◆ TEXT PROVIDED ◆

4. I will heal their backsliding, I will love them freely: for mine anger is turned away from him.
4. Sanabo defectiones eorum, diligam eos sponte (vel, liberaliter;) quia aversus est furor meus ab eo.
God here confirms what we have observed respecting his gratuitous reconciliation, nor is the repetition useless; for as men are disposed to entertain vain and false hopes, so nothing is more difficult than to preserve them in dependence on the one God, and to pacify their minds, so that they disturb not nor fret themselves, as experience teaches us all. For when we embrace the promises of free pardon, our flesh ever leads us to distrust, and we become harassed by various fancies. "What! can you or dare you promise with certainty to yourself that God will be propitious to you, when you know that for many reasons he is justly angry with you?" Since, then, we are so inclined to harbour distrust, the Prophet again confirms the truth which we have before noticed, which is, that God is ready to be reconciled, and that he desires nothing more than to receive and embrace his people.

◆ ASSIGNMENT 1 ◆
Return the passage of the commentary on the verse starting at "God here confirms" and ending at "embrace his people.".
◆ ASSIGNMENT 2 ◆
List every verb in the English rendering of the verse that the commentary opens with, including any auxiliary verbs.
The entries after this point have no connection to the commentary on the verse.

[Records from a data collection]
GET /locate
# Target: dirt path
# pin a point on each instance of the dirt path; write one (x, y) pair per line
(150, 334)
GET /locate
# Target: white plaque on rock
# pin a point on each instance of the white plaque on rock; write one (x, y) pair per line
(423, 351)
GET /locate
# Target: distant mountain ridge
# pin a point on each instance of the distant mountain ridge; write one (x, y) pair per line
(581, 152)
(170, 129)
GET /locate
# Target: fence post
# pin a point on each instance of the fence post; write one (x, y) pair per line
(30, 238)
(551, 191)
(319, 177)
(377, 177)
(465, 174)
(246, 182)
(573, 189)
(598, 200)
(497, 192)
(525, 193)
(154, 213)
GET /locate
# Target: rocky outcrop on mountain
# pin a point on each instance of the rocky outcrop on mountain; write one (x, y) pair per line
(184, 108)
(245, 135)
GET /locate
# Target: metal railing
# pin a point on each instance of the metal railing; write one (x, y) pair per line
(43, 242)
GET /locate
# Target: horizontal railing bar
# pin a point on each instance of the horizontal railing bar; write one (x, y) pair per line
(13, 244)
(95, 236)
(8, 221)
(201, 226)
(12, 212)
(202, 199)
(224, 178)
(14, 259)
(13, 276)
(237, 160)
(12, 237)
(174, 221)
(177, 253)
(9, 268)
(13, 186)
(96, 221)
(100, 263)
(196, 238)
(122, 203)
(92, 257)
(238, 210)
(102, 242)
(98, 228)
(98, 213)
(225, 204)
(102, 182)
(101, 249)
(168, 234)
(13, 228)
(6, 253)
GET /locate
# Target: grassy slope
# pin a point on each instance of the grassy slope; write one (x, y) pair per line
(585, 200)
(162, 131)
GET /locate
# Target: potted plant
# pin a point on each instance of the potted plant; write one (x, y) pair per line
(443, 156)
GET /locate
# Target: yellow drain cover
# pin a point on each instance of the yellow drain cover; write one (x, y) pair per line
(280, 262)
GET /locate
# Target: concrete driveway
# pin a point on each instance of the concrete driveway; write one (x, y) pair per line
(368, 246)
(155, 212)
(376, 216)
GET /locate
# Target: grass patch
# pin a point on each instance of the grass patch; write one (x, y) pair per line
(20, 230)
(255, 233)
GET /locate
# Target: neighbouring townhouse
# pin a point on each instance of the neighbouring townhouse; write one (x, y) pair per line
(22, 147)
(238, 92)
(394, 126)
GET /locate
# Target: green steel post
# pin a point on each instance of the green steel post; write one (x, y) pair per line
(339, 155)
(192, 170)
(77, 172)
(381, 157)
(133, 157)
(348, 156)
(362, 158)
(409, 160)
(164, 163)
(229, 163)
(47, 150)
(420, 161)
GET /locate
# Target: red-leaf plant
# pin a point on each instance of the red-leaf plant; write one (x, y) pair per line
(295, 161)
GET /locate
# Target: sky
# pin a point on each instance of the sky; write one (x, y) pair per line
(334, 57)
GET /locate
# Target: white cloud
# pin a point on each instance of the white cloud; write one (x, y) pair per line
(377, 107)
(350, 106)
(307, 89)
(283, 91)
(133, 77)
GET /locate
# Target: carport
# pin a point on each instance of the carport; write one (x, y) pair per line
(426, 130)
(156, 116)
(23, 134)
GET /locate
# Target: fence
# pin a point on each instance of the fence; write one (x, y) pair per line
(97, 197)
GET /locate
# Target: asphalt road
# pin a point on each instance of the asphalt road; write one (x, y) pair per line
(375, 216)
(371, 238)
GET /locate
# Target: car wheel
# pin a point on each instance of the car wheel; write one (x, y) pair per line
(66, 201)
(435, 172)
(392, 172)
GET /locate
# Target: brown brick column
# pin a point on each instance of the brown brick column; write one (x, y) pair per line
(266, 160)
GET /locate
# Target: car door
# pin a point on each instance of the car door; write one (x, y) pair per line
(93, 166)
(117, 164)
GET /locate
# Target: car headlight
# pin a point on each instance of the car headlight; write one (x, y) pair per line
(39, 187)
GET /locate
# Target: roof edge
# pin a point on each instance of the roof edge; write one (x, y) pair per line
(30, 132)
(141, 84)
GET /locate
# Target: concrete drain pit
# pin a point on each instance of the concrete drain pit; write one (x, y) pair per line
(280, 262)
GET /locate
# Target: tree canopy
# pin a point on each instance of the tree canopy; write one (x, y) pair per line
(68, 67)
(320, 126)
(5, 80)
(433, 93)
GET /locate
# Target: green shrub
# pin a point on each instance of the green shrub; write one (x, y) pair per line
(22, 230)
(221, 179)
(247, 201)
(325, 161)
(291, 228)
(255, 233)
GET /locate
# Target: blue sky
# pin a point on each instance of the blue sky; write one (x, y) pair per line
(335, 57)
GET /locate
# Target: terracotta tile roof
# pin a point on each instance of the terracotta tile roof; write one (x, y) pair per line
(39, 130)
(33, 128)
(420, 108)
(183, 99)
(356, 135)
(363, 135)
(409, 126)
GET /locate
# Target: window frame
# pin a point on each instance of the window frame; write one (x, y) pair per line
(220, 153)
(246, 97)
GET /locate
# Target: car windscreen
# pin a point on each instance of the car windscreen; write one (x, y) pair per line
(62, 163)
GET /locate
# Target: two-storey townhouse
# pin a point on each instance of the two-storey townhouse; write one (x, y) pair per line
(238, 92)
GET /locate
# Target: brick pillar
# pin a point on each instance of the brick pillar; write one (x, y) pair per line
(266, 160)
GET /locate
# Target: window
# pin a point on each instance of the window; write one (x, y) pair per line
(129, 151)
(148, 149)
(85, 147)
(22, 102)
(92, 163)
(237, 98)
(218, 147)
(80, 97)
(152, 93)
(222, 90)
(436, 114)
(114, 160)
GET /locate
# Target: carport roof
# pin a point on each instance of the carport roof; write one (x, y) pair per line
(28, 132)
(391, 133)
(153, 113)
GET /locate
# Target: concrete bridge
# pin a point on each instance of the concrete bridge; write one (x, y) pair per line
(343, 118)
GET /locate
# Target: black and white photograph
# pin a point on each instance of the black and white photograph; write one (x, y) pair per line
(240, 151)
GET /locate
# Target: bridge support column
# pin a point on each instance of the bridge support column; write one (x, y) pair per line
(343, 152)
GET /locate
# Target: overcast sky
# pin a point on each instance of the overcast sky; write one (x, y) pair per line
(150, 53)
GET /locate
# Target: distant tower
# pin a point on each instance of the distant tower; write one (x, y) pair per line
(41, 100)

◆ EXERCISE OUTPUT 1 ◆
God here confirms what we have observed respecting his gratuitous reconciliation, nor is the repetition useless; for as men are disposed to entertain vain and false hopes, so nothing is more difficult than to preserve them in dependence on the one God, and to pacify their minds, so that they disturb not nor fret themselves, as experience teaches us all. For when we embrace the promises of free pardon, our flesh ever leads us to distrust, and we become harassed by various fancies. "What! can you or dare you promise with certainty to yourself that God will be propitious to you, when you know that for many reasons he is justly angry with you?" Since, then, we are so inclined to harbour distrust, the Prophet again confirms the truth which we have before noticed, which is, that God is ready to be reconciled, and that he desires nothing more than to receive and embrace his people.

◆ EXERCISE OUTPUT 2 ◆
will heal
will love
is turned away